## BEGIN
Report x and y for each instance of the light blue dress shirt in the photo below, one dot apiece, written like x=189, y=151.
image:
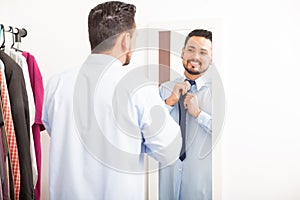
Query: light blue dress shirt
x=102, y=157
x=191, y=179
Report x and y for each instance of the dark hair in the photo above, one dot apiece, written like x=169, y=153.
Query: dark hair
x=199, y=33
x=107, y=20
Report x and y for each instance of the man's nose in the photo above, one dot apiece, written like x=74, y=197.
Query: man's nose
x=197, y=55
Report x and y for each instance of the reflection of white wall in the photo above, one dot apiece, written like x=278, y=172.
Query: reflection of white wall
x=259, y=67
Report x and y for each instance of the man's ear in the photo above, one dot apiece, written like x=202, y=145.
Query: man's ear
x=126, y=41
x=182, y=52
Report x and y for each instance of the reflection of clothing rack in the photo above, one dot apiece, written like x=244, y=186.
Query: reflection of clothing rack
x=22, y=81
x=17, y=34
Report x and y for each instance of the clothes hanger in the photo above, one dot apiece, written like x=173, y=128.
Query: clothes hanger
x=15, y=38
x=2, y=47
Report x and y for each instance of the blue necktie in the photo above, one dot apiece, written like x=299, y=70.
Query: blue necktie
x=182, y=121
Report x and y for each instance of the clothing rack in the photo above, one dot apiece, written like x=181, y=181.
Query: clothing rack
x=17, y=33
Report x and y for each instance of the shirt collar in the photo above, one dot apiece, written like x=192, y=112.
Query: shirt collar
x=200, y=82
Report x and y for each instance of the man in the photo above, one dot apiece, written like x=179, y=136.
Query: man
x=101, y=123
x=190, y=177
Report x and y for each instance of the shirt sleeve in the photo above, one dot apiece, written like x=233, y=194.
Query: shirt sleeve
x=161, y=134
x=205, y=120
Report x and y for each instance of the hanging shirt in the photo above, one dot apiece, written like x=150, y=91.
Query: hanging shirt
x=103, y=157
x=18, y=58
x=20, y=114
x=10, y=131
x=192, y=177
x=37, y=86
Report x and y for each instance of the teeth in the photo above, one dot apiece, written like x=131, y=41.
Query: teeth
x=195, y=63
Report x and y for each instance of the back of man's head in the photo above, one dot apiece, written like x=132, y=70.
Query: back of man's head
x=106, y=21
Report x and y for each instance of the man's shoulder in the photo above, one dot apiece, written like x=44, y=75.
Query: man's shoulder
x=171, y=83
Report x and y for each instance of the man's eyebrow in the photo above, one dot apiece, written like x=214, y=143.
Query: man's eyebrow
x=193, y=47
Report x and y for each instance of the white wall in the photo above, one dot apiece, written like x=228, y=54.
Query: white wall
x=260, y=141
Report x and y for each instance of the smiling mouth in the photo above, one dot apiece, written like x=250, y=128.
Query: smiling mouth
x=195, y=64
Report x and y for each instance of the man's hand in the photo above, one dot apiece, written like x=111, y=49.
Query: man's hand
x=179, y=89
x=191, y=103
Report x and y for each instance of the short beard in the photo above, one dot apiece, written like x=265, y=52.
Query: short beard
x=194, y=72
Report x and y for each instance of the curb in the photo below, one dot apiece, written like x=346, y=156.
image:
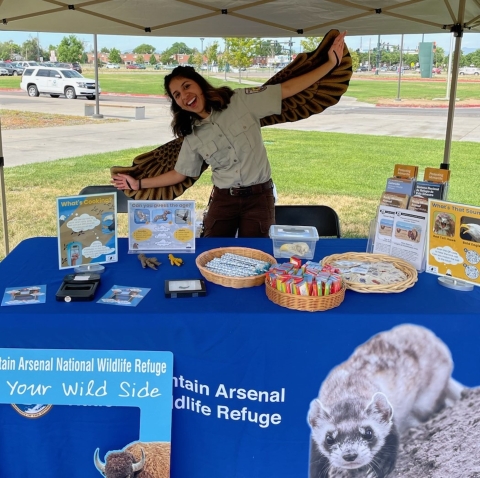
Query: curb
x=406, y=105
x=378, y=105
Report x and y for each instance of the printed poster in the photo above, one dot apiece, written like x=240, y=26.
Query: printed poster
x=161, y=226
x=409, y=237
x=453, y=247
x=87, y=232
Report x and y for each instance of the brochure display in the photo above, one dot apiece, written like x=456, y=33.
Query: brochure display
x=453, y=248
x=161, y=226
x=87, y=231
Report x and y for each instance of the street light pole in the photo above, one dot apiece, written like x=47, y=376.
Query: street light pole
x=378, y=56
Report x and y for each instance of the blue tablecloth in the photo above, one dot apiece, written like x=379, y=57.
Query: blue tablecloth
x=224, y=344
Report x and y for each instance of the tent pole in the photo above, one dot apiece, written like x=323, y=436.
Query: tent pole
x=457, y=30
x=3, y=197
x=95, y=62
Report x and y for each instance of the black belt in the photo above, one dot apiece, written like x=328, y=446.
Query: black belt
x=246, y=190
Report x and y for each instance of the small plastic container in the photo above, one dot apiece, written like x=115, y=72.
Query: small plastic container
x=291, y=241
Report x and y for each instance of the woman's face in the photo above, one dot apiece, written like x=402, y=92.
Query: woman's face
x=188, y=95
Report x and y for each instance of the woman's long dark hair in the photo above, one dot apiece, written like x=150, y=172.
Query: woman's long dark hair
x=215, y=99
## END
### TASK BRIEF
Reproduce every item above with "one dot apiece" swapped for "one point each" at each occurrence and everything else unchanged. Leave out the pictures.

### SOLUTION TO THIS PROBLEM
Report x and y for each instance of the light blue dress shirt in the photo below, one point each, written like x=189, y=151.
image:
Query: light blue dress shirt
x=102, y=157
x=191, y=179
Report x and y for each instance of the dark hair in the photo above, one point each, written like x=169, y=153.
Query: dark hair
x=199, y=33
x=107, y=20
Report x and y for each instance of the man's nose in the photo above, one point each, written like x=74, y=197.
Query: man's nose
x=197, y=55
Report x and y for each instance of the reflection of white wall in the photo above, one point each, written like x=278, y=172.
Query: reflection of white wall
x=259, y=67
Report x and y for each instance of the man's ear in the photo above, one point each, written like x=202, y=145.
Query: man's ear
x=126, y=41
x=182, y=52
Report x and y for each instance of the reflection of clothing rack in the photo above, one point each, written like x=244, y=186.
Query: reflection of clothing rack
x=22, y=81
x=17, y=34
Report x and y for each instance of the clothes hanger in the photo above, one point each, written like x=173, y=128.
Query: clothes hanger
x=15, y=38
x=2, y=47
Report x and y for each instance of the blue necktie in the photo above, one point each, written like x=299, y=70.
Query: blue necktie
x=182, y=121
Report x and y for each instance of the clothing rack in the photo above, one point each, written like x=181, y=181.
Query: clothing rack
x=17, y=33
Report x and y for each instance of the shirt collar in the photo above, one point each, written like x=192, y=112.
Query: shirt collar
x=200, y=82
Report x and y for each instance of the man in the photo above, one point each, written like x=179, y=136.
Query: man
x=101, y=123
x=190, y=177
Report x and y for each instance of the shirt sleeve in the photo above, one point each, written like x=233, y=194.
Query: shirt sleeve
x=161, y=134
x=205, y=120
Report x and y for each instance of the hanging shirt in the photo above, one point each, written like x=150, y=91.
Query: hanging shirt
x=103, y=157
x=18, y=58
x=20, y=114
x=10, y=131
x=192, y=177
x=37, y=86
Report x and y for each instance of the teeth in the photo above, one point each, written like x=131, y=41.
Query: teeth
x=195, y=63
Report x and y for each instance of the back of man's head in the photo above, one point each, written like x=132, y=70.
Query: back of man's head
x=106, y=21
Report x and y for each instance of the man's shoulder in the photo above, one point each, written like x=44, y=75.
Query: man's shoulder
x=171, y=83
Report x and y for each instance of the man's eyebrow in the photo above, one point each, written like x=214, y=143.
Query: man's eyebrow
x=193, y=47
Report x and y for each instance of the white wall in the photo above, one point each, written like x=228, y=54.
Query: white wall
x=260, y=141
Report x and y for each instance of the smiling mouth in the photo above, one point each, written like x=250, y=128.
Query: smiling mouth
x=195, y=64
Report x and y for each instance of the man's hand in the photo above, one point each, written like x=111, y=49.
Query: man's hand
x=179, y=89
x=191, y=103
Report x and y for each instance of the short beard in the photo above, one point each, written like x=265, y=52.
Query: short beard
x=194, y=72
Report x and y for each instance of the curb in the photo below, one point each, written like x=346, y=156.
image:
Query: curb
x=406, y=105
x=378, y=105
Report x and y for each instance of the printed poster in the photo above, one point each, written like x=240, y=26.
Query: printed poster
x=161, y=226
x=409, y=237
x=453, y=247
x=87, y=232
Report x and y for each instance of the brochure display in the photo above, one point each, written like x=456, y=33.
Query: brochure display
x=453, y=248
x=161, y=226
x=87, y=231
Report x and y for each instance of the street light pole in the photo above, one point each, written like x=47, y=376.
Query: street light pole
x=378, y=56
Report x and y for each instance of the blue tablecloth in the photo above, one point each, written like x=379, y=57.
Query: blue tablecloth
x=224, y=344
Report x and y for each instance of the tent pole in the photo above, one point each, written like x=323, y=436.
Query: tent pole
x=457, y=30
x=3, y=197
x=95, y=62
Report x and y for each instance of the black belt in the photo above, one point each, written like x=328, y=446.
Query: black belt
x=246, y=190
Report x and y for each instance of the small plastic container in the photo above, one point each, written like x=115, y=72.
Query: small plastic container
x=291, y=241
Report x and y for each instance of the woman's face in the photo above, one point each, written like x=402, y=92.
Query: woman's face
x=188, y=95
Report x and y for each instance of the woman's long dark hair in the photo above, one point each, written like x=150, y=172.
Query: woman's long dark hair
x=215, y=99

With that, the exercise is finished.